What is needed: Rewrite the rows below as a numbered list, starting at the line containing "of the water" and continuing through the end of the rows, omitting any blank lines.

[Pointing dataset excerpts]
---
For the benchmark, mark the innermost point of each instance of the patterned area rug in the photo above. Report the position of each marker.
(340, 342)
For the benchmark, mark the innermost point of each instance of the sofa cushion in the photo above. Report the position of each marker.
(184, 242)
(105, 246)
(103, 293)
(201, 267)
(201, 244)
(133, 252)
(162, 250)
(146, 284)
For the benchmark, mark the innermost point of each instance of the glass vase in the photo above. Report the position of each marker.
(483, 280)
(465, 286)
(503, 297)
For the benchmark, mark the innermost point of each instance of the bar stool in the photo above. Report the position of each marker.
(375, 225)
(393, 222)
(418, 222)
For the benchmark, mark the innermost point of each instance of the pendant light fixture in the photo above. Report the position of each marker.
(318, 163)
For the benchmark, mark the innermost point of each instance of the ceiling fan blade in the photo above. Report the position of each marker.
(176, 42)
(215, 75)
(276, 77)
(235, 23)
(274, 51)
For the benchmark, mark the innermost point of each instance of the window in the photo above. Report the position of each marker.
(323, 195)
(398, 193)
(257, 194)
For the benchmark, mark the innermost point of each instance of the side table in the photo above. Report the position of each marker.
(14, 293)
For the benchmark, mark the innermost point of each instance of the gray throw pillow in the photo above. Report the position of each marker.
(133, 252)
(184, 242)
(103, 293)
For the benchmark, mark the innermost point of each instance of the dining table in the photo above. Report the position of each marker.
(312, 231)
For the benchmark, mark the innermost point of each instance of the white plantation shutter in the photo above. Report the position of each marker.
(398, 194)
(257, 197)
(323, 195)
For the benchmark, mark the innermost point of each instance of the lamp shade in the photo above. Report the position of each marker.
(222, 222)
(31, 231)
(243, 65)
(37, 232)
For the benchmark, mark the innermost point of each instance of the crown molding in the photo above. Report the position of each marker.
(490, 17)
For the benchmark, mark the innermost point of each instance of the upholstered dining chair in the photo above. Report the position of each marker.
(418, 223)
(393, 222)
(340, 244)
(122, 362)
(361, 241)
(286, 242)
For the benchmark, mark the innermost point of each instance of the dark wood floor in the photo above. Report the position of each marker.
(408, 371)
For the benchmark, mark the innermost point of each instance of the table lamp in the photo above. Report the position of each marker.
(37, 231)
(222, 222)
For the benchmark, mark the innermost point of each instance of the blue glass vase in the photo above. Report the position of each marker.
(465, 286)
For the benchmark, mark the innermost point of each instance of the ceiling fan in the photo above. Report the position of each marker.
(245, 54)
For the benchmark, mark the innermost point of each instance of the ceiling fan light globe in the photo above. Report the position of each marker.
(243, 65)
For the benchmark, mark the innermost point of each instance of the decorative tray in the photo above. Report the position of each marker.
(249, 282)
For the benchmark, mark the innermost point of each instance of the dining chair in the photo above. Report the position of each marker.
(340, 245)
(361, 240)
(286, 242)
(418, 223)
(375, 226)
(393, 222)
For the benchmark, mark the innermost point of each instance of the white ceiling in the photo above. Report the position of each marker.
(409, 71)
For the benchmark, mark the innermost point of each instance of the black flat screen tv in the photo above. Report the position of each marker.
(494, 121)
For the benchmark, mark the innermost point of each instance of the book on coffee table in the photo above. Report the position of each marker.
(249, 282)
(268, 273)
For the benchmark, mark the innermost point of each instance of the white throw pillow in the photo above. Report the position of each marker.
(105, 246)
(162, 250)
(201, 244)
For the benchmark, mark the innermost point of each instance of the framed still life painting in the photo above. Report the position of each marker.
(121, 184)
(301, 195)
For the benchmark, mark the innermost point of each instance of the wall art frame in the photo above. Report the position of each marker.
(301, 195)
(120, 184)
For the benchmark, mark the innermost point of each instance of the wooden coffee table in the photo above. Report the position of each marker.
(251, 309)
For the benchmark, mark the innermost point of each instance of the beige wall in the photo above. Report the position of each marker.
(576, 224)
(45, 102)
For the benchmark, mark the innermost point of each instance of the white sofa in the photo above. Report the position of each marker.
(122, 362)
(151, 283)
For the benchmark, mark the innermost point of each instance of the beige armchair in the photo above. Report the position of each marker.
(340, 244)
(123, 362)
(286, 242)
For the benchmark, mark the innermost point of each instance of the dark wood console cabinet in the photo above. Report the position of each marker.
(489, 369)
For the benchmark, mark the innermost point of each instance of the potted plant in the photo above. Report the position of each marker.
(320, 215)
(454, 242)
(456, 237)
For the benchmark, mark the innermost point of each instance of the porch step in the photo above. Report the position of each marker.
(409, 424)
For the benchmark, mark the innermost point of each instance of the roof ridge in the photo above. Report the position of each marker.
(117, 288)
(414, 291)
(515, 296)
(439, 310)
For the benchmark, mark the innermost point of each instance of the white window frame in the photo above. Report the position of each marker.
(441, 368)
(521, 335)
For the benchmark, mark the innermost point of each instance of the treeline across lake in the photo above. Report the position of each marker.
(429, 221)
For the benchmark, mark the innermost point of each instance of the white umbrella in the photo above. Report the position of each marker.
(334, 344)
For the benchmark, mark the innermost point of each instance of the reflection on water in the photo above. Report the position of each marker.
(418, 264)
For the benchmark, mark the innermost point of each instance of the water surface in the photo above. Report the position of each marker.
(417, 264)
---
Reply:
1. For the benchmark, mark the innermost point of each instance of the water surface in the photo above. Report the position of each marker.
2. (417, 264)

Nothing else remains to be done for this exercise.